OBJECTIVE → How many lines in the records below contain the string "church"? Case matters, so reply with the number alone.

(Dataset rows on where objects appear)
★ ★ ★ ★
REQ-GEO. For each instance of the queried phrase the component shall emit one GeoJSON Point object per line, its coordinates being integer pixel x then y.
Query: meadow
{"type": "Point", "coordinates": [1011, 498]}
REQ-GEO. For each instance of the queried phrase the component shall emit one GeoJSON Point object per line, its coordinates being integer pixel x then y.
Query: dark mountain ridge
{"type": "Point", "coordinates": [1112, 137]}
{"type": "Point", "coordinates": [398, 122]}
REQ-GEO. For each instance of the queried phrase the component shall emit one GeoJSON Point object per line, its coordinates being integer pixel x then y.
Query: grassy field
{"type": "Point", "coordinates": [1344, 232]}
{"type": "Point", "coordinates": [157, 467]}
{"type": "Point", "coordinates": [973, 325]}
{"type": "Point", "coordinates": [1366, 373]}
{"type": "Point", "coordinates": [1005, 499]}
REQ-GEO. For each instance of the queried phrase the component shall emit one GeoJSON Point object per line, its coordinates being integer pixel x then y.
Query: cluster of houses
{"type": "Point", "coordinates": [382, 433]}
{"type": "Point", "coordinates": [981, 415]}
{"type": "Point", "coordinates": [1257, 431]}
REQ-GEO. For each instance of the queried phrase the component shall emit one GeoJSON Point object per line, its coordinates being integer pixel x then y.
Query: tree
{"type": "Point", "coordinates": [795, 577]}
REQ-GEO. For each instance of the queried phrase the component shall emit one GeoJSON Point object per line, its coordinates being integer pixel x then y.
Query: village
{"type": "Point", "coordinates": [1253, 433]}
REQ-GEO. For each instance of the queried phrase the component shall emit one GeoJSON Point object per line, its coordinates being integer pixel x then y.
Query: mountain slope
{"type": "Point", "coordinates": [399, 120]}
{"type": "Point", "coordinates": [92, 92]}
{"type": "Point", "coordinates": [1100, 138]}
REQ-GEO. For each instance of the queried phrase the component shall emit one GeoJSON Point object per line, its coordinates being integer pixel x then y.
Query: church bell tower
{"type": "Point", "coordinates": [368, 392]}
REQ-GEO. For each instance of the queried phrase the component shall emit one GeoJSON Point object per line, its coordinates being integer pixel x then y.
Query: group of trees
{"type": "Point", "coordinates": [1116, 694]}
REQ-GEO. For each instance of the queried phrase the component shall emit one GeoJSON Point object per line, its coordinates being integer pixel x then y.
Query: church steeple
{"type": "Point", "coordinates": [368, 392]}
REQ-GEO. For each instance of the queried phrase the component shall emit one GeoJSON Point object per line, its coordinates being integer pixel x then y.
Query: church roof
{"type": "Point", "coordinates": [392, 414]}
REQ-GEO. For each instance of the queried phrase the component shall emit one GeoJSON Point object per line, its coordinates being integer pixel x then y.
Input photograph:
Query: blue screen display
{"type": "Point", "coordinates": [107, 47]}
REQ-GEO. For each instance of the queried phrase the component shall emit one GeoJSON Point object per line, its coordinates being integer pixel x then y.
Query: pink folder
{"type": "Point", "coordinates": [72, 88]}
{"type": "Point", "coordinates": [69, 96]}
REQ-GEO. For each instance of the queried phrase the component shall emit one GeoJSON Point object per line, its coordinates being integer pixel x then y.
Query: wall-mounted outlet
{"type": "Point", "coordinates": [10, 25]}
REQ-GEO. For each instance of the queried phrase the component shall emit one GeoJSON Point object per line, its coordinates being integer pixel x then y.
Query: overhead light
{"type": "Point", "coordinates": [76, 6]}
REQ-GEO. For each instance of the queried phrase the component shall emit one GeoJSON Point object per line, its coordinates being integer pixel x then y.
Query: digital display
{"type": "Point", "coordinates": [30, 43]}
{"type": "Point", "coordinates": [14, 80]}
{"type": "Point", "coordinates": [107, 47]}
★ ★ ★ ★
TASK RESULT → 3